#### [Problem description]
Determine how many of the lines below hold the word "target". Give the number and nothing else.

#### [Records for the task]
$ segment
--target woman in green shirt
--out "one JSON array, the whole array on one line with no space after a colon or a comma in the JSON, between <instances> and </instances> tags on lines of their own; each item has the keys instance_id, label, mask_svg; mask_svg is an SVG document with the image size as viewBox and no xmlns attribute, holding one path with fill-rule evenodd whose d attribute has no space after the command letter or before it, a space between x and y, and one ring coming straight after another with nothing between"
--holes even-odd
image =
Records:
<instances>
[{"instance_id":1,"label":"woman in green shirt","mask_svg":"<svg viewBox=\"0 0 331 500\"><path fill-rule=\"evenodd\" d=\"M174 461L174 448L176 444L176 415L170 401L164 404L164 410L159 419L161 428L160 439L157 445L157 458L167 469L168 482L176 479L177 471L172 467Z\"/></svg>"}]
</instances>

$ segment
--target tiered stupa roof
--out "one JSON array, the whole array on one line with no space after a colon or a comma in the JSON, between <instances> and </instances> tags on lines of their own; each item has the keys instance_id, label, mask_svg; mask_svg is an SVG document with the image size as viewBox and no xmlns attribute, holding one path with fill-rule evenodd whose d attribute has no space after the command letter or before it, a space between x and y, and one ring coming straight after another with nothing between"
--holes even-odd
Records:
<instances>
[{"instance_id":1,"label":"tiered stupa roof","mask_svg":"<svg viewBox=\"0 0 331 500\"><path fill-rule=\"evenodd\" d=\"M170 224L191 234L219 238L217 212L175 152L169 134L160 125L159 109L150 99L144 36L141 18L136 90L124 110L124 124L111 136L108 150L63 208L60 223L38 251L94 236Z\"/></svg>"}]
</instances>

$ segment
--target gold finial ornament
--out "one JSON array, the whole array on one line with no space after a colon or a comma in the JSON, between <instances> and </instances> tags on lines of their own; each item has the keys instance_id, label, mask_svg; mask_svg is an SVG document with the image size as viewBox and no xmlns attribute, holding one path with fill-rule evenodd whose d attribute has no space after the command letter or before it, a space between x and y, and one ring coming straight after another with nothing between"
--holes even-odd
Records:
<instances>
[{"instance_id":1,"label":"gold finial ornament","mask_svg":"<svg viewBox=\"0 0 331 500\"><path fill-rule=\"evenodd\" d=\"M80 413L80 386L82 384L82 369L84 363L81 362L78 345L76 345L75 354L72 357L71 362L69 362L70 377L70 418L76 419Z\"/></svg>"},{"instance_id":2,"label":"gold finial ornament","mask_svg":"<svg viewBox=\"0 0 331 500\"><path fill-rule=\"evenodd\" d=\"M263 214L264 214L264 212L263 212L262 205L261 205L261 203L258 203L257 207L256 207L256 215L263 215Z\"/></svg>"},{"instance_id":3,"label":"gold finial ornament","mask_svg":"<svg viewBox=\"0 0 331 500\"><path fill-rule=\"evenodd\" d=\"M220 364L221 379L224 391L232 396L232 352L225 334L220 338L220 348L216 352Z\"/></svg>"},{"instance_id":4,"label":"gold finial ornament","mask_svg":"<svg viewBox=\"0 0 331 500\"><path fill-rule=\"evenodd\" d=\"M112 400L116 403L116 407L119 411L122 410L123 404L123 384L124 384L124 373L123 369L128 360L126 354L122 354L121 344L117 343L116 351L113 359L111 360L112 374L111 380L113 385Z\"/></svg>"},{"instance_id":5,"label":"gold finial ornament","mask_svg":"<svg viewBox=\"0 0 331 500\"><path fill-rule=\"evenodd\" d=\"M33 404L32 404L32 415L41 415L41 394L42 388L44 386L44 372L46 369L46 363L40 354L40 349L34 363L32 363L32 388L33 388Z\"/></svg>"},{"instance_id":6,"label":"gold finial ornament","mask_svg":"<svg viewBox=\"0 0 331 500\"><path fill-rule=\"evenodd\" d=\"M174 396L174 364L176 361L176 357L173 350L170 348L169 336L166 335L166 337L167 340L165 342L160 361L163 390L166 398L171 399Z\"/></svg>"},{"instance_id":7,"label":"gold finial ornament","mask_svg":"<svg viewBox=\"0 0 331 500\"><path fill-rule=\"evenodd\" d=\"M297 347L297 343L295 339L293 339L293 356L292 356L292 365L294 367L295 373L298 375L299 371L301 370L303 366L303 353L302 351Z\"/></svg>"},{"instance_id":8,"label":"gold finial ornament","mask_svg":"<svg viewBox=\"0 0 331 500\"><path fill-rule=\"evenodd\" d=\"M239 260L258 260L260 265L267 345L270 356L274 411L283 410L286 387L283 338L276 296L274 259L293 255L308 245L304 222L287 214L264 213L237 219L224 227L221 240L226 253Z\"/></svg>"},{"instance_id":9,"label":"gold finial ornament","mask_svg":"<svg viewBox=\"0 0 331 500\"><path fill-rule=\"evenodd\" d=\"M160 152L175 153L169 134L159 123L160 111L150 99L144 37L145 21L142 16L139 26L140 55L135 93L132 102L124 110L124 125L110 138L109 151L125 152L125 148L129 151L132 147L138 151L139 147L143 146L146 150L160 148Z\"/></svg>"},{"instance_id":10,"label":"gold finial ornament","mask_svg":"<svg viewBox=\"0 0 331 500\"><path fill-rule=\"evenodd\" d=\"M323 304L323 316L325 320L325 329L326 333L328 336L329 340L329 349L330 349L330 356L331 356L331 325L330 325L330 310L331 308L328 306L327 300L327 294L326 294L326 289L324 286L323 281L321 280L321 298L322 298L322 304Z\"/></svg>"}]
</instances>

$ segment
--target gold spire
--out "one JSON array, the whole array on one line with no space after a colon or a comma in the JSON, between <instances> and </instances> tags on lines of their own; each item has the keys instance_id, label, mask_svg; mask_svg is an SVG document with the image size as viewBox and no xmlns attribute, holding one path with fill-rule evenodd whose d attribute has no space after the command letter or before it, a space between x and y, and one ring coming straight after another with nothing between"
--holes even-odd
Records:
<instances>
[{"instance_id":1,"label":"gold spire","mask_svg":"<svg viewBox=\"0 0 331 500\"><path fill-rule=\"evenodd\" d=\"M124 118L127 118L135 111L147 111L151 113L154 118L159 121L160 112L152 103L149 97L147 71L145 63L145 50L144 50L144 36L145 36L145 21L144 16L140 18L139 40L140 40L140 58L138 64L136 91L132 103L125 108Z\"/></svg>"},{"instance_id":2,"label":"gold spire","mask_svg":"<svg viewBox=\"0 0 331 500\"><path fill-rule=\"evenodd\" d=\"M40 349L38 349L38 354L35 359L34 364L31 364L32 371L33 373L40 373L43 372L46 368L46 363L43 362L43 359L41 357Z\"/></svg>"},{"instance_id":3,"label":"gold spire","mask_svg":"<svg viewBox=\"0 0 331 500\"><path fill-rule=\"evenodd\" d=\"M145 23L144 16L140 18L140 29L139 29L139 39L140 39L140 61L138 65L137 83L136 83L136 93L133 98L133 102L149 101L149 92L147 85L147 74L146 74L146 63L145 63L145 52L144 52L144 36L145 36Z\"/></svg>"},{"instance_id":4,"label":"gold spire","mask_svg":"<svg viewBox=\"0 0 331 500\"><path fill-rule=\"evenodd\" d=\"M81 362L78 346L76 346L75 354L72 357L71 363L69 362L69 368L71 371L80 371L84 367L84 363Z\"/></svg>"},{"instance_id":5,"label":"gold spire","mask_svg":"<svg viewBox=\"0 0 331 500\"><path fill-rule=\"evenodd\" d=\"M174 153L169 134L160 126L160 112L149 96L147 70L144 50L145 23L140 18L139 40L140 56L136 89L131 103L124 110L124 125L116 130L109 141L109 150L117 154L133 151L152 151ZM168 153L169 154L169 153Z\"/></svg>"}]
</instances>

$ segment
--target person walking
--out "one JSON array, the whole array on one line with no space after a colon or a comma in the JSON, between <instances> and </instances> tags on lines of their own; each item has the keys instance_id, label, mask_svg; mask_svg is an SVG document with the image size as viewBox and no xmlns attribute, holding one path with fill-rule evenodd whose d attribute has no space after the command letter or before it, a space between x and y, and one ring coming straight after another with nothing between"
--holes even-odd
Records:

#### [Output]
5